Task objective:
According to the article on Vayala, what does the Malayalam word "vayal" mean?

(Page extract Opens)

Vayala is a village located in the Meenachil (Pala) Taluk of Kottayam district, Kerala, India. It is approximately 5 kilometers from the village Kuravilangad, about 11 kilometers from Pala municipality town and about 24 kilometers away from district capital Kottayam.

== History ==
It is believed that the name Vayala is derived from the Malayalam word vayal meaning "paddy field".

== Transportation network ==

Vayala is connected with the district headquarters Kottayam and other major cities. Public transport in the town is largely dependent on buses, run by private operators.

==Schools==
- Govt:V H S S Vayala

== Churches & temples ==

Vayala is located 10 km from Ettumanoor town and 6 km from Kuravilangdu Town. Vayala has four Hindu temples (Paruthurthikavu, Njaralappuzha Sree Dharma Sastha Temple, Thrikkayil Sree Subrahmanya Swami Temple, SNDP Balasubrahmaanya kshetram) and a Roman Catholic church Syrian church (St. George Church, Vayala), a Catholic Latin church (St. Marys Church, Vayala-Puthenangady), three Catholic Syrian chapels: St Joseph (Puthenangady, Vayala), St Xavier (Saviour Giri, Vayala), St Sebastian chapel (Thuruthimukku, Vayala), and a Sacred Heart Convent.

== Hospitals ==

Sacred Heart Catholic Nuns operated St. George Mount Hospital, is the only Allopathic Hospital Facility available with Vayala. Also Vayala has a Govt. Veterinary Hospital, Govt. Ayurvedic Hospital and two private operated Ayurvedic Hospitals (Vedasudha and Omsree).

(Page extract Closes)
(Records shown Opens)

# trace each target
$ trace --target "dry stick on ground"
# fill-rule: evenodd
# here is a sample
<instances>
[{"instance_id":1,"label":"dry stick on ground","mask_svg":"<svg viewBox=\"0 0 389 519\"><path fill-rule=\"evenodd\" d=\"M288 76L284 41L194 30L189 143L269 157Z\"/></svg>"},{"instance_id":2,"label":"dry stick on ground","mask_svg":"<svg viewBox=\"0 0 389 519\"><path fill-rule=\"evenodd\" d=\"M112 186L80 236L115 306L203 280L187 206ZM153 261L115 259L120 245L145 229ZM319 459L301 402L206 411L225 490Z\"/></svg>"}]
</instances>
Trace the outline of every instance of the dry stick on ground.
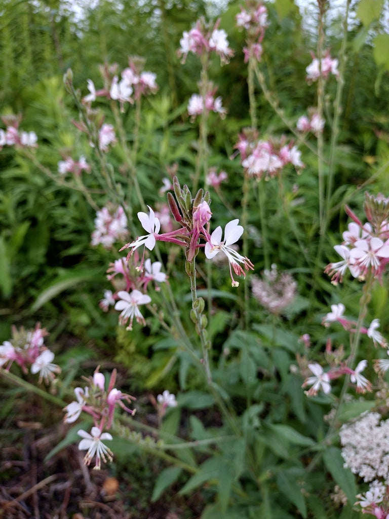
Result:
<instances>
[{"instance_id":1,"label":"dry stick on ground","mask_svg":"<svg viewBox=\"0 0 389 519\"><path fill-rule=\"evenodd\" d=\"M40 490L43 487L45 486L46 485L48 485L49 483L51 483L52 481L56 480L58 477L58 475L56 474L53 474L51 476L49 476L48 477L45 477L44 480L42 480L41 481L39 481L39 483L34 485L34 486L29 488L25 492L23 492L23 494L21 494L18 497L15 498L15 499L12 499L12 501L8 501L8 503L5 503L3 506L3 510L0 510L0 517L3 517L3 514L6 509L9 508L10 507L13 506L13 505L16 504L19 501L22 501L27 497L29 497L32 494L33 494L37 490Z\"/></svg>"}]
</instances>

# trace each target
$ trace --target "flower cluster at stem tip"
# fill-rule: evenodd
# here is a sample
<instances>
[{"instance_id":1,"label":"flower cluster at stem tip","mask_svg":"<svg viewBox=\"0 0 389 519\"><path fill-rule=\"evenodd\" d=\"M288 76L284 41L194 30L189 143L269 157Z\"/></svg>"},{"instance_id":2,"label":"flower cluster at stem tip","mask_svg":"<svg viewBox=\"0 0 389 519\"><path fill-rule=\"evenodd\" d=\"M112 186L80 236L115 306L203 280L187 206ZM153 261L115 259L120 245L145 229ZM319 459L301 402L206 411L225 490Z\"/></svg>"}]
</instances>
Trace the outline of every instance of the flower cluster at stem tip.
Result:
<instances>
[{"instance_id":1,"label":"flower cluster at stem tip","mask_svg":"<svg viewBox=\"0 0 389 519\"><path fill-rule=\"evenodd\" d=\"M239 254L231 247L243 233L243 228L239 225L239 220L233 220L226 224L224 239L222 239L223 231L220 226L212 234L209 231L212 214L209 204L210 202L209 194L207 193L203 197L203 190L200 189L192 199L187 186L184 186L183 189L181 189L176 177L173 180L173 189L176 199L169 193L168 200L172 213L175 221L180 224L180 228L170 233L160 234L161 224L153 210L149 207L148 214L140 212L138 217L148 234L140 236L134 241L122 247L120 250L131 249L127 255L127 261L134 251L142 245L150 251L152 250L157 241L167 241L184 247L186 258L189 262L193 261L199 249L204 248L204 253L208 259L212 259L219 252L227 257L229 263L232 285L238 286L239 283L234 278L232 271L237 276L245 276L245 269L248 270L254 268L248 258ZM205 244L201 242L202 240L205 241ZM144 256L144 249L143 254ZM143 266L143 262L142 260L140 268Z\"/></svg>"},{"instance_id":2,"label":"flower cluster at stem tip","mask_svg":"<svg viewBox=\"0 0 389 519\"><path fill-rule=\"evenodd\" d=\"M39 373L39 384L42 380L46 384L52 381L61 368L53 364L54 353L44 344L48 332L40 327L39 323L30 330L12 327L12 338L0 346L0 368L8 371L15 362L24 373L28 372L29 368L33 374Z\"/></svg>"}]
</instances>

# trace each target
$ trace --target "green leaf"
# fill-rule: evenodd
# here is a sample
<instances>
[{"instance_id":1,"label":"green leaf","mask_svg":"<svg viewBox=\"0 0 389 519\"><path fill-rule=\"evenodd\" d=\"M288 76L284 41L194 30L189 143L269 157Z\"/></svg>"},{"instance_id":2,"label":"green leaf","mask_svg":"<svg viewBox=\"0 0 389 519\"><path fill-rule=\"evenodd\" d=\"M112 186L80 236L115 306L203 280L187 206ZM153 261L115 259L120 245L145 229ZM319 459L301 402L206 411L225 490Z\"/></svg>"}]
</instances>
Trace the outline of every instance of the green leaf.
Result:
<instances>
[{"instance_id":1,"label":"green leaf","mask_svg":"<svg viewBox=\"0 0 389 519\"><path fill-rule=\"evenodd\" d=\"M364 25L369 25L380 18L384 0L360 0L357 7L357 16Z\"/></svg>"},{"instance_id":2,"label":"green leaf","mask_svg":"<svg viewBox=\"0 0 389 519\"><path fill-rule=\"evenodd\" d=\"M307 504L301 493L301 487L297 482L300 471L295 469L283 470L276 476L280 490L297 508L303 517L307 517Z\"/></svg>"},{"instance_id":3,"label":"green leaf","mask_svg":"<svg viewBox=\"0 0 389 519\"><path fill-rule=\"evenodd\" d=\"M180 418L181 409L179 407L169 409L163 417L161 430L170 434L176 434L178 430Z\"/></svg>"},{"instance_id":4,"label":"green leaf","mask_svg":"<svg viewBox=\"0 0 389 519\"><path fill-rule=\"evenodd\" d=\"M91 420L89 420L77 424L77 425L73 426L67 431L67 434L63 440L60 441L59 443L57 443L55 446L51 449L48 454L46 455L44 460L45 462L48 461L50 458L52 458L57 453L62 450L62 449L64 449L65 447L71 445L72 443L75 443L76 442L79 441L80 436L77 434L77 431L79 431L80 429L89 431L90 429L91 424Z\"/></svg>"},{"instance_id":5,"label":"green leaf","mask_svg":"<svg viewBox=\"0 0 389 519\"><path fill-rule=\"evenodd\" d=\"M378 34L373 40L373 56L377 66L389 70L389 34Z\"/></svg>"},{"instance_id":6,"label":"green leaf","mask_svg":"<svg viewBox=\"0 0 389 519\"><path fill-rule=\"evenodd\" d=\"M340 422L346 422L352 418L356 418L365 411L370 411L376 405L373 400L344 403L340 407L338 415Z\"/></svg>"},{"instance_id":7,"label":"green leaf","mask_svg":"<svg viewBox=\"0 0 389 519\"><path fill-rule=\"evenodd\" d=\"M182 469L179 467L169 467L162 470L157 478L151 496L151 502L157 501L162 492L176 481L182 472Z\"/></svg>"},{"instance_id":8,"label":"green leaf","mask_svg":"<svg viewBox=\"0 0 389 519\"><path fill-rule=\"evenodd\" d=\"M49 286L41 292L32 305L30 310L32 313L36 312L41 306L51 301L64 290L76 286L84 281L90 281L95 275L90 271L82 270L80 272L71 271L63 276L58 276Z\"/></svg>"},{"instance_id":9,"label":"green leaf","mask_svg":"<svg viewBox=\"0 0 389 519\"><path fill-rule=\"evenodd\" d=\"M312 438L304 436L290 426L283 424L267 424L267 427L274 434L288 443L302 447L310 447L315 444Z\"/></svg>"},{"instance_id":10,"label":"green leaf","mask_svg":"<svg viewBox=\"0 0 389 519\"><path fill-rule=\"evenodd\" d=\"M296 9L293 0L275 0L275 8L280 18L284 18Z\"/></svg>"},{"instance_id":11,"label":"green leaf","mask_svg":"<svg viewBox=\"0 0 389 519\"><path fill-rule=\"evenodd\" d=\"M323 453L323 459L328 472L335 483L344 492L350 502L354 502L357 493L354 475L349 469L343 467L344 460L340 449L330 447Z\"/></svg>"},{"instance_id":12,"label":"green leaf","mask_svg":"<svg viewBox=\"0 0 389 519\"><path fill-rule=\"evenodd\" d=\"M201 391L191 391L180 394L177 401L181 407L189 409L204 409L211 407L215 403L212 395Z\"/></svg>"}]
</instances>

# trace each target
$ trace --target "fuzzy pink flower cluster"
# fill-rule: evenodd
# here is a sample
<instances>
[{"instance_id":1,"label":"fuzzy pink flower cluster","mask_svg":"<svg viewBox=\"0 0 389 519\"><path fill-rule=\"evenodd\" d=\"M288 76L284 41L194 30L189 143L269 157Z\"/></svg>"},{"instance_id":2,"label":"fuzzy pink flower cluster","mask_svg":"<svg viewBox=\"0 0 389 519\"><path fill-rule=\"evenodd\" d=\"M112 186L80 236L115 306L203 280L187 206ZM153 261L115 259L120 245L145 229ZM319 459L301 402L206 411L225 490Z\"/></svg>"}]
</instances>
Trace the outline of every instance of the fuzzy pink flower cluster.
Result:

(Records shown Closes)

Output of the exercise:
Paddy field.